## Work to be completed
Reproduce the records precisely. Every line should be included.
━━━ Provided information
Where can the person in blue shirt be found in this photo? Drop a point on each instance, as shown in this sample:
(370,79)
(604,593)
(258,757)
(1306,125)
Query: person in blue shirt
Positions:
━━━━━━
## Exercise output
Where can the person in blue shirt be found in this photo? Drop a point on each instance, as shown in this sample:
(370,79)
(604,593)
(258,757)
(1306,125)
Query: person in blue shirt
Positions:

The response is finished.